A series of records
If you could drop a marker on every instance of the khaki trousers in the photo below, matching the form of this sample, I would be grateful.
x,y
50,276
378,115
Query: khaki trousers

* [Given exercise] Copy out every line of the records above, word for word and with nothing changed.

* [Solution to this problem]
If you could drop a marker on every instance of the khaki trousers in the photo below, matching the form of this sample, I would be grateful.
x,y
50,276
378,115
Query: khaki trousers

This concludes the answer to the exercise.